MATERIALS PROVIDED:
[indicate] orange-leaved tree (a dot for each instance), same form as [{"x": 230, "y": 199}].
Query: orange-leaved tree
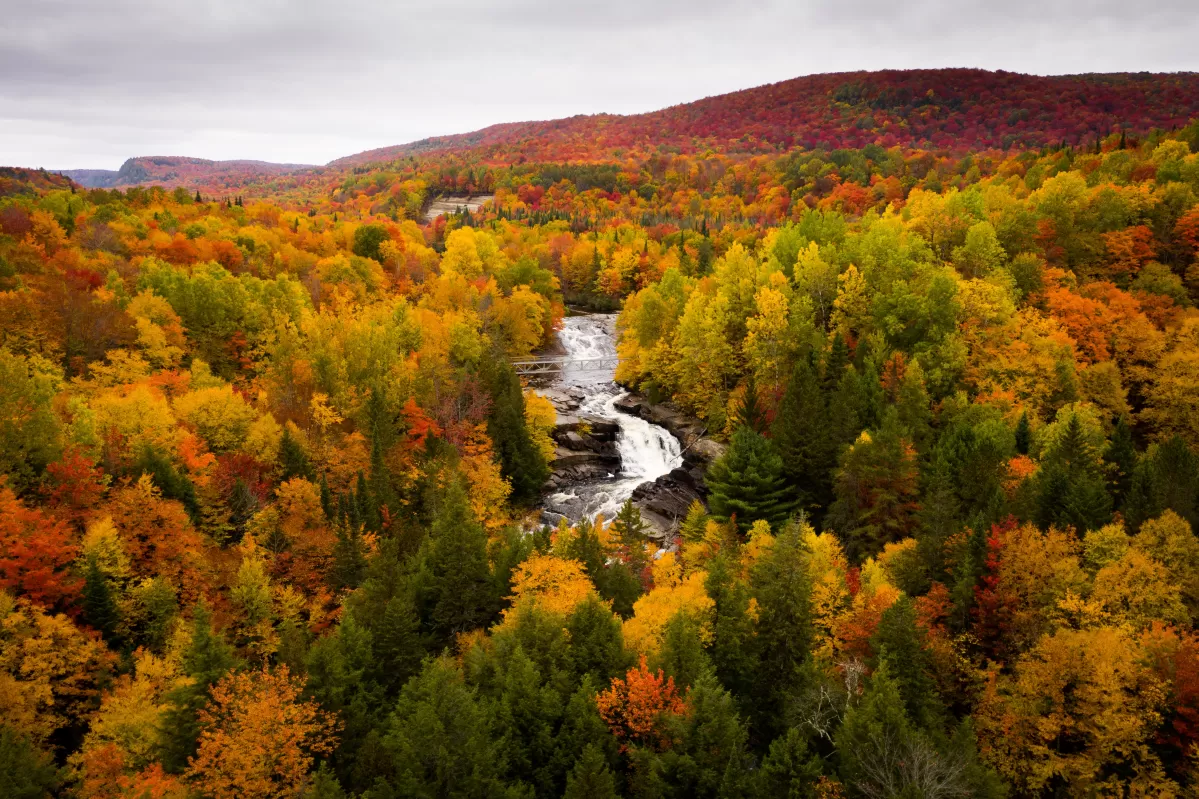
[
  {"x": 259, "y": 737},
  {"x": 637, "y": 708}
]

WORK TO COMPLETE: Lay out every line of the records above as a Markdown table with the columns "Row" and "Text," one numbered row per line, skipping blank lines. Leave the pictures out.

CORRECT RESULT:
| Row | Text |
|---|---|
| 1 | [indicate] orange-leaved tree (a dot for each instance), same form as [{"x": 230, "y": 199}]. |
| 2 | Query: orange-leaved tree |
| 3 | [ |
| 4 |   {"x": 259, "y": 737}, |
| 5 |   {"x": 637, "y": 708} |
| 6 | ] |